(Records from a collection)
:::::
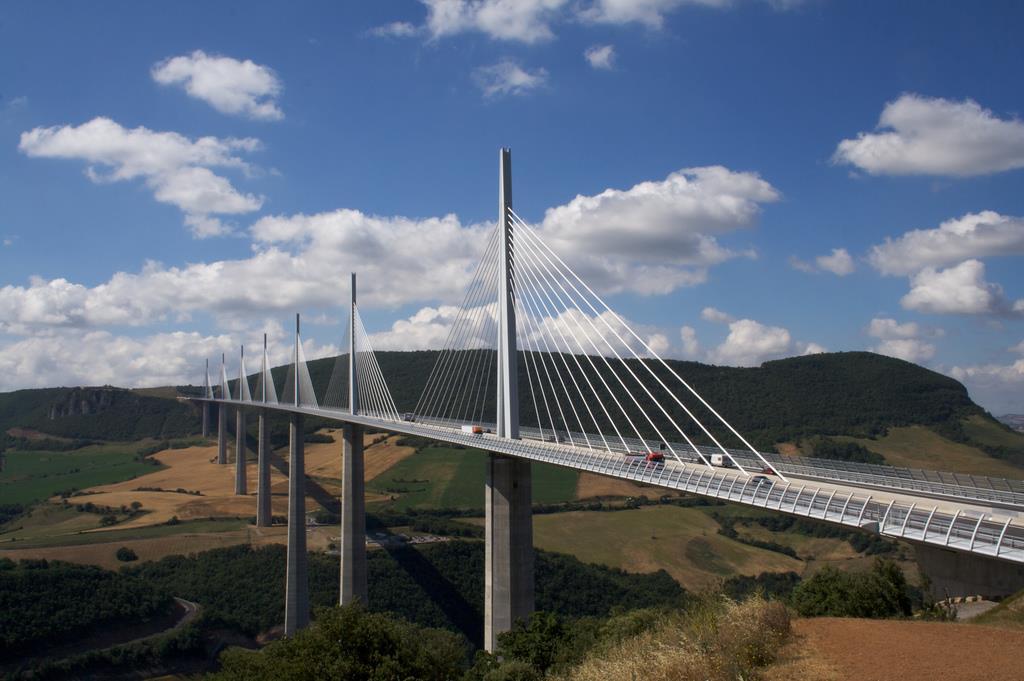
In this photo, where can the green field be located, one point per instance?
(446, 477)
(69, 527)
(684, 542)
(919, 447)
(32, 476)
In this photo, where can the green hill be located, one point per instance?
(852, 394)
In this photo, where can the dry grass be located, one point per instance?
(717, 640)
(591, 485)
(195, 469)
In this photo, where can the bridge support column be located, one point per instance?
(509, 549)
(296, 582)
(241, 484)
(264, 517)
(221, 434)
(956, 573)
(353, 519)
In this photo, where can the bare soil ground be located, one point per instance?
(841, 649)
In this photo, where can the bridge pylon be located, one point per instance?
(297, 579)
(352, 570)
(508, 495)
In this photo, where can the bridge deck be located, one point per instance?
(979, 520)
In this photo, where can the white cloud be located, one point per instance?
(99, 357)
(600, 56)
(717, 315)
(920, 135)
(296, 258)
(228, 85)
(998, 387)
(911, 349)
(838, 262)
(508, 78)
(395, 30)
(174, 167)
(957, 290)
(656, 236)
(887, 329)
(973, 236)
(522, 20)
(750, 343)
(812, 348)
(691, 347)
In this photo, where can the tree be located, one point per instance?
(348, 643)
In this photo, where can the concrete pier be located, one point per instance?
(297, 581)
(353, 519)
(221, 434)
(241, 484)
(264, 515)
(509, 548)
(954, 573)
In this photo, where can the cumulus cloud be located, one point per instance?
(600, 56)
(174, 167)
(887, 329)
(715, 314)
(919, 135)
(999, 387)
(957, 290)
(656, 236)
(100, 357)
(839, 262)
(228, 85)
(690, 345)
(395, 30)
(508, 78)
(751, 343)
(973, 236)
(522, 20)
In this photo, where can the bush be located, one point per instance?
(349, 643)
(126, 555)
(883, 592)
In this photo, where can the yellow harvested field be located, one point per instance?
(591, 485)
(195, 469)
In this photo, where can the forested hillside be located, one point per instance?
(842, 393)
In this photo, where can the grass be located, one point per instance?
(32, 476)
(919, 447)
(1009, 613)
(682, 541)
(454, 478)
(715, 640)
(36, 539)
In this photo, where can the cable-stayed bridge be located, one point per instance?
(537, 367)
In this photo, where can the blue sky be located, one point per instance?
(744, 179)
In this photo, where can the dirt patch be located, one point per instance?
(591, 485)
(883, 649)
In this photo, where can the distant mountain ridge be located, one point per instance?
(841, 393)
(1015, 421)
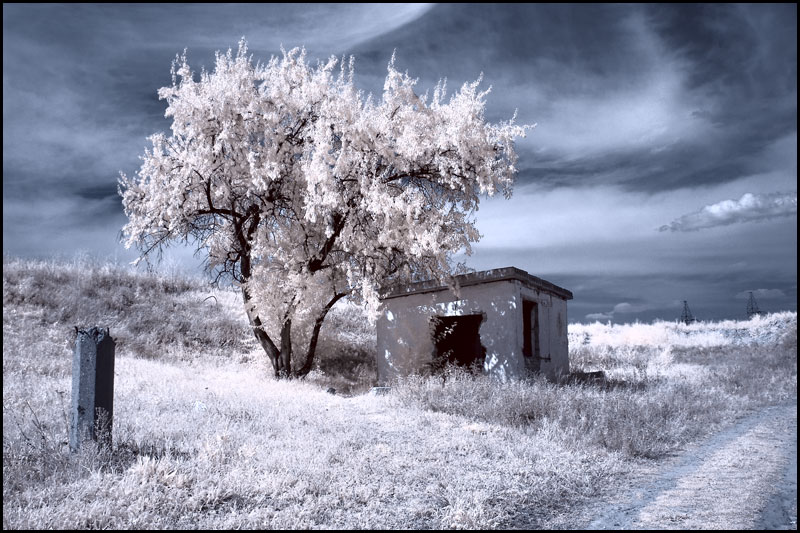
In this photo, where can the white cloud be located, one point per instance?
(749, 208)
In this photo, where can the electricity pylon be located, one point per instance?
(687, 317)
(752, 306)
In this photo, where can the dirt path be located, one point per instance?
(742, 478)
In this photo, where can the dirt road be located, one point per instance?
(742, 478)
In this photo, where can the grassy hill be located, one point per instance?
(205, 438)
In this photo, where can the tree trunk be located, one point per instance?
(312, 345)
(284, 368)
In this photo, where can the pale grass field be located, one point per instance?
(204, 438)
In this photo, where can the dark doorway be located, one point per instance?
(457, 341)
(530, 327)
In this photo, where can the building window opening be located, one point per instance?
(530, 327)
(457, 341)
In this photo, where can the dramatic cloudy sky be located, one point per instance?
(663, 166)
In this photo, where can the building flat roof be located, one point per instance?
(477, 278)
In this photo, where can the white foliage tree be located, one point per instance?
(305, 191)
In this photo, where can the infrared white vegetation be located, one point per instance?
(305, 191)
(205, 439)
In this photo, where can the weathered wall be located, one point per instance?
(553, 331)
(405, 344)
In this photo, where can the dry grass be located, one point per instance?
(204, 437)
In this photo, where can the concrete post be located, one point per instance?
(92, 409)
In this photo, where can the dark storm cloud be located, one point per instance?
(652, 97)
(748, 208)
(645, 114)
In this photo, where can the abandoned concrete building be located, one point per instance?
(504, 321)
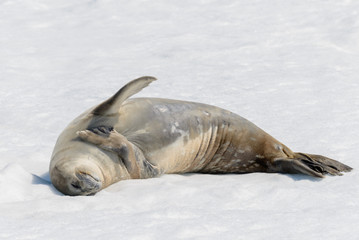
:::::
- EXERCISE BRIEF
Please put every line of the records above into a JSON list of strings, one string per line, with blank lines and the picture placeholders left out.

- WORKED SOLUTION
[
  "In this photo, where can the green field be located, one point per instance?",
  "(446, 477)",
  "(69, 527)",
  "(684, 542)",
  "(919, 447)",
  "(32, 476)",
  "In this photo, where can the green hill be located, one point per instance?",
  "(852, 394)",
  "In this photo, where can the dry grass be located, one point per instance?",
  "(717, 640)",
  "(591, 485)",
  "(195, 469)",
  "In this photo, where can the bridge support column be located, one point per instance?",
  "(509, 549)",
  "(296, 582)",
  "(241, 484)",
  "(264, 517)",
  "(221, 434)",
  "(956, 573)",
  "(353, 519)",
  "In this photo, where can the bare soil ground be located, one point per instance?",
  "(841, 649)",
  "In this photo, where can the bridge pylon be located, one point per instance?",
  "(297, 579)",
  "(352, 570)",
  "(508, 495)",
  "In this photo, where can the bridge deck be located, one point per instance?",
  "(979, 520)",
  "In this photo, where can the white cloud be located, one point per instance?",
  "(99, 357)",
  "(600, 56)",
  "(717, 315)",
  "(920, 135)",
  "(296, 258)",
  "(228, 85)",
  "(998, 387)",
  "(911, 349)",
  "(838, 262)",
  "(508, 78)",
  "(395, 30)",
  "(174, 167)",
  "(957, 290)",
  "(656, 236)",
  "(887, 329)",
  "(973, 236)",
  "(522, 20)",
  "(750, 343)",
  "(812, 348)",
  "(691, 347)",
  "In this photo, where can the tree be located, one point per instance?",
  "(348, 643)",
  "In this photo, where can the concrete pier be located, one point per instance?",
  "(297, 581)",
  "(353, 519)",
  "(221, 434)",
  "(241, 484)",
  "(264, 515)",
  "(509, 548)",
  "(954, 573)",
  "In this photo, where can the cumulus cloud be located, one point per instance?",
  "(600, 56)",
  "(174, 167)",
  "(887, 329)",
  "(715, 314)",
  "(919, 135)",
  "(999, 387)",
  "(957, 290)",
  "(656, 236)",
  "(100, 357)",
  "(839, 262)",
  "(228, 85)",
  "(690, 345)",
  "(395, 30)",
  "(508, 78)",
  "(751, 343)",
  "(973, 236)",
  "(522, 20)",
  "In this photo, where can the bush be located, one point per instance?",
  "(349, 643)",
  "(126, 555)",
  "(883, 592)",
  "In this photo, where can the yellow harvested field be located, one point per instance?",
  "(591, 485)",
  "(195, 469)",
  "In this photo, where can the forested hillside be located, one point per instance?",
  "(842, 393)",
  "In this photo, where can the grass be located, one point per instance?",
  "(32, 476)",
  "(919, 447)",
  "(1009, 613)",
  "(682, 541)",
  "(454, 478)",
  "(715, 640)",
  "(36, 539)",
  "In this photo, where can the cable-stayed bridge be located, one point per instance?",
  "(537, 367)",
  "In this photo, where can the blue sky be located, one point per instance?",
  "(744, 179)",
  "In this photo, where can the dirt patch be located, one point per instance?",
  "(591, 485)",
  "(883, 649)",
  "In this photo, where can the distant mountain ridge be located, one point per instance?",
  "(841, 393)",
  "(1015, 421)",
  "In this photo, where can the white cloud be located, one point per instance?",
  "(749, 208)",
  "In this photo, where can the electricity pylon be located, one point per instance?",
  "(687, 317)",
  "(752, 306)",
  "In this photo, where can the dirt path be located, one point per instance?",
  "(742, 478)",
  "In this photo, where can the dirt road be located, one point per instance?",
  "(742, 478)",
  "In this photo, where can the grassy hill be located, one point per instance?",
  "(205, 438)",
  "In this photo, where can the tree trunk be located, one point per instance?",
  "(312, 345)",
  "(284, 368)",
  "In this photo, where can the pale grass field be located, one point per instance?",
  "(204, 438)",
  "In this photo, where can the dark doorway be located, one point per instance?",
  "(457, 341)",
  "(530, 327)",
  "In this photo, where can the building window opening be located, one point per instance?",
  "(530, 327)",
  "(457, 341)",
  "In this photo, where can the dramatic cloudy sky be located, one point per instance?",
  "(663, 166)",
  "In this photo, where can the building flat roof be located, one point per instance?",
  "(477, 278)",
  "In this photo, where can the white foliage tree be located, one point per instance?",
  "(305, 191)",
  "In this photo, where can the infrared white vegetation be located, one point per instance?",
  "(305, 191)",
  "(205, 439)",
  "In this photo, where can the weathered wall be located, one point per instance?",
  "(553, 331)",
  "(405, 344)",
  "In this photo, where can the dry grass be located, one point per instance?",
  "(204, 437)",
  "In this photo, where can the concrete post be located, one point per instance?",
  "(92, 409)",
  "In this photo, where can the dark storm cloud be located, one point per instance?",
  "(652, 97)",
  "(748, 208)",
  "(645, 114)",
  "In this photo, where can the abandoned concrete building be located, one point per instance?",
  "(504, 321)"
]